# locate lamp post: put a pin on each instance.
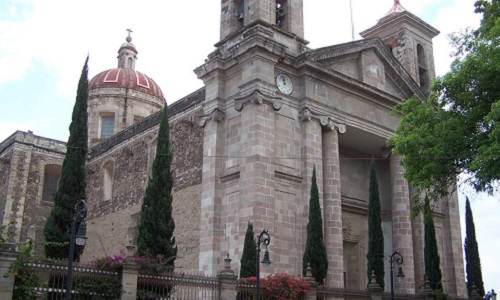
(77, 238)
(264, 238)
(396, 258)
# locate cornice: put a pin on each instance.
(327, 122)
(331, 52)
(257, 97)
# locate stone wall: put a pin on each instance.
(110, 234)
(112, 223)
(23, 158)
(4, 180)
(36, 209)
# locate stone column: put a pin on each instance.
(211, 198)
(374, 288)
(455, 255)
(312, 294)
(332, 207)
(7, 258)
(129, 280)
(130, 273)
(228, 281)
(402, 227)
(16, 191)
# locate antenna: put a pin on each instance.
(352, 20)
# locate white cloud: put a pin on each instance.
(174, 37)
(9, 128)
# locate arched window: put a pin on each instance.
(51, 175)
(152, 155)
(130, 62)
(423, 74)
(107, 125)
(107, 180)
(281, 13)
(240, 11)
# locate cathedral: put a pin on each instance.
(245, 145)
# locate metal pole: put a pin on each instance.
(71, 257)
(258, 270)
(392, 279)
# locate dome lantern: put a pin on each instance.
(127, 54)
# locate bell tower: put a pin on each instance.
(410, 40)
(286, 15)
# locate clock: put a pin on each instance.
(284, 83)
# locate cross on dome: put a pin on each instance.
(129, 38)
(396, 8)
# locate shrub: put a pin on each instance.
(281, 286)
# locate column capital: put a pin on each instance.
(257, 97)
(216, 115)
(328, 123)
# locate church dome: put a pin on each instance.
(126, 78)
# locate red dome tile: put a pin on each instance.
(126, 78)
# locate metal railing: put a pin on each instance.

▶ **Deine Aufgabe**:
Schreib die gesamten Daten oben noch einmal ab und ersetze darin überall "put a pin" durch "place a dot", ohne sonst etwas zu ändern. Die Bilder gehören nicht in die Antwort.

▶ **Schriftliche Antwort**:
# locate lamp post: place a dot on each instance.
(77, 238)
(264, 238)
(396, 258)
# locate cornice: place a dot on each instance.
(327, 122)
(331, 52)
(257, 97)
# locate stone wall: place a dot on each instance.
(110, 234)
(112, 223)
(23, 158)
(4, 180)
(36, 209)
# locate stone column: place a dot on each instance.
(211, 198)
(374, 288)
(455, 255)
(312, 294)
(332, 207)
(7, 258)
(129, 280)
(130, 273)
(228, 281)
(402, 227)
(16, 191)
# locate antenna: place a dot on each instance.
(352, 20)
# locate white cloud: place a dot on each instance.
(174, 37)
(9, 128)
# locate arched window: place a dot on each instance.
(51, 175)
(152, 155)
(130, 62)
(423, 74)
(107, 125)
(107, 180)
(281, 13)
(240, 11)
# locate cathedral: place a dot on each instance.
(245, 145)
# locate metal pole: place a dot on each instance.
(71, 257)
(258, 270)
(392, 279)
# locate dome lantern: place a dot on each instance.
(127, 54)
# locate bell tower: place a dot on each instance.
(410, 40)
(286, 15)
# locate clock: place a dot on each instance.
(284, 83)
# locate cross on dome: place a dot on each instance.
(129, 38)
(396, 8)
# locate shrub: place a dot on each instance.
(281, 286)
# locate column capital: place a dot on each instance.
(257, 97)
(216, 115)
(328, 123)
# locate church dome: place a dot on each instance.
(126, 78)
# locate red dome tile: place a dot on each instance.
(126, 78)
# locate metal railing: place a dot on each instance.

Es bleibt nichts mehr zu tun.